◆ Entries provided:
Content starts

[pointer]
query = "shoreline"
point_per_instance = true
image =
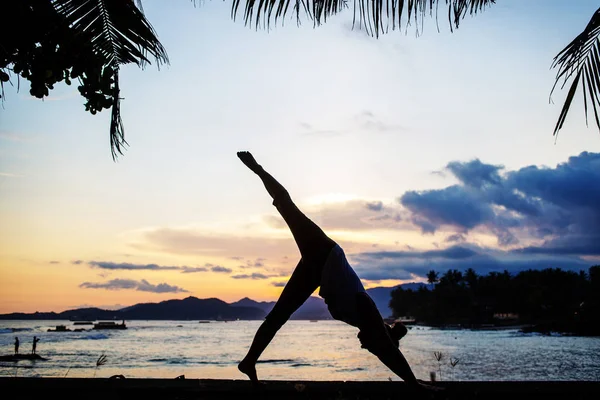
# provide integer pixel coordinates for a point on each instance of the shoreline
(128, 388)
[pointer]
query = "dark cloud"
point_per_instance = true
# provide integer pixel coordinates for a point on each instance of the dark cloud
(475, 173)
(451, 253)
(559, 206)
(455, 205)
(218, 268)
(132, 267)
(130, 284)
(254, 275)
(456, 237)
(410, 264)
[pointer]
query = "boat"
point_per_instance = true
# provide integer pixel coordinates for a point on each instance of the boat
(59, 328)
(109, 325)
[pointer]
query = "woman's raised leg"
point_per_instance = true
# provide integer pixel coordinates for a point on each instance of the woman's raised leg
(314, 247)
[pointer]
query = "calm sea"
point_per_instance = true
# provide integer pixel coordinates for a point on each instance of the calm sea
(302, 350)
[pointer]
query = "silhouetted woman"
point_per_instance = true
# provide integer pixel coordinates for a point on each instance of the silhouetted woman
(323, 263)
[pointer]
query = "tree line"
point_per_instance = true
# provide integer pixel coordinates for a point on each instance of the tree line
(545, 300)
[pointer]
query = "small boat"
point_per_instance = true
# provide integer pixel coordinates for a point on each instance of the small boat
(59, 328)
(110, 325)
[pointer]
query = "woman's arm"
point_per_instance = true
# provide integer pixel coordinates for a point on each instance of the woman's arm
(374, 337)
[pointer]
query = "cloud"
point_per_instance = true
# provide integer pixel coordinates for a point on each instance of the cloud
(359, 215)
(406, 265)
(455, 206)
(254, 275)
(130, 284)
(218, 268)
(369, 121)
(560, 205)
(132, 267)
(108, 265)
(192, 270)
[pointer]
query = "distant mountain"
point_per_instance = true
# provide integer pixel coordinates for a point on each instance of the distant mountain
(192, 308)
(189, 308)
(313, 308)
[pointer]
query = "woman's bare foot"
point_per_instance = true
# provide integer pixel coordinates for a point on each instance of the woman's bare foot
(248, 159)
(249, 369)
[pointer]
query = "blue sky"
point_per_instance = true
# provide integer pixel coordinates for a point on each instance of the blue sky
(398, 146)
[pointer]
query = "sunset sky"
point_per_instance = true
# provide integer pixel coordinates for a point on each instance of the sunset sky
(414, 153)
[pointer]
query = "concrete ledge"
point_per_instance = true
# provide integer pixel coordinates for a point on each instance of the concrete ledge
(182, 389)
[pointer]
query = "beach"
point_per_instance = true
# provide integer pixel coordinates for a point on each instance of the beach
(92, 389)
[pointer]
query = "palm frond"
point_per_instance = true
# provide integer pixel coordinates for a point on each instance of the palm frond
(375, 16)
(116, 29)
(580, 60)
(119, 33)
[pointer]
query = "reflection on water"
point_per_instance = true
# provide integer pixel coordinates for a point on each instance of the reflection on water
(327, 350)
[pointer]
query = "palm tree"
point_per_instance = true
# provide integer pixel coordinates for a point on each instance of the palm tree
(90, 39)
(579, 60)
(432, 277)
(59, 40)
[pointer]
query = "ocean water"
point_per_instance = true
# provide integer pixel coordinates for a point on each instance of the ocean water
(302, 350)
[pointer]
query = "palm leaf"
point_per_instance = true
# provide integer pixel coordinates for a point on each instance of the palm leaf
(119, 34)
(375, 16)
(580, 60)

Content ends

◆ To do: Pictures within the entries must not be reproduced; everything else is to be restated verbatim.

◆ Exercise result:
[pointer]
query = "shoreline"
point_per_instance = true
image =
# provide integer pixel coordinates for a point on each instance of the shoreline
(128, 388)
[pointer]
query = "dark cloud"
point_per_instance = true
# provide integer pixel coordinates for a point on each instance of the dark cloud
(475, 173)
(451, 253)
(559, 206)
(455, 205)
(218, 268)
(132, 267)
(130, 284)
(254, 275)
(456, 237)
(410, 264)
[pointer]
query = "boat"
point_per_instance = true
# provide integer pixel coordinates for a point on each instance of the boat
(59, 328)
(109, 325)
[pointer]
query = "woman's raised leg"
point_per_instance = true
# provide integer pixel coordinates for a point on each instance of the woman's raised leg
(314, 247)
[pointer]
query = "calm sea"
point_per_instance = true
# provide integer pixel coordinates for a point on each instance of the calm sea
(302, 350)
[pointer]
query = "silhouetted woman"
point_per_instance = true
# provide integer pixel coordinates for a point on each instance of the silhouetted woman
(323, 263)
[pointer]
query = "tree line"
point_per_instance = true
# provide integer pixel coordinates for a point on each instance of the tree line
(545, 300)
[pointer]
query = "small boat"
point_per_instance = true
# provide integer pixel coordinates for a point on each instance of the small boat
(59, 328)
(110, 325)
[pointer]
query = "woman's arm"
point_per_instance = true
# provide integer pixel coordinates for a point on each instance of the woman's arm
(374, 337)
[pointer]
query = "cloud"
point_per_instance = true
# provide integer pixel coordinates for a point on each instance of the cloud
(359, 215)
(406, 265)
(455, 206)
(254, 275)
(130, 284)
(218, 268)
(369, 121)
(560, 205)
(132, 267)
(108, 265)
(192, 270)
[pointer]
query = "distant mountain"
point_per_instance = true
# provide integer pixel coordinates for a point on each instance of the distant mountain
(192, 308)
(189, 308)
(313, 308)
[pointer]
query = "woman's bare foot"
point_per_instance = true
# provide integer pixel coordinates for a point on each instance of the woman's bare foot
(248, 159)
(249, 369)
[pointer]
query = "blue sky"
point_per_instance = true
# provide integer pixel coordinates for a point on each instance of the blue sky
(398, 146)
[pointer]
query = "sunset sky"
point_per_instance = true
# provide integer pixel coordinates for a point on each instance of the sunset sky
(414, 153)
[pointer]
query = "concrete ledge"
point_per_instance = true
# provide integer pixel coordinates for a point on each instance of the concrete ledge
(182, 389)
[pointer]
query = "beach"
point_per_instance = true
# provide integer pixel coordinates for a point on each instance of the beach
(92, 389)
[pointer]
query = "palm frond"
point_per_instance = true
# provide integer pixel coordinates for a point on each instance of the palm frond
(375, 16)
(116, 29)
(580, 60)
(119, 33)
[pointer]
query = "reflection on water"
point_per_instance = true
# provide integer pixel coordinates for a point on each instance of the reflection on water
(327, 350)
[pointer]
query = "palm tree"
point_per_instance = true
# provide integer pixel coordinates for a point on each instance of the palm tree
(90, 39)
(579, 60)
(432, 277)
(59, 40)
[pointer]
query = "ocean water"
point_per_instance = true
# provide integer pixel coordinates for a point on each instance of the ocean water
(302, 350)
[pointer]
query = "palm leaf"
point_per_instance = true
# provide integer pixel coordinates for a point on each instance of the palm leaf
(119, 34)
(375, 16)
(580, 60)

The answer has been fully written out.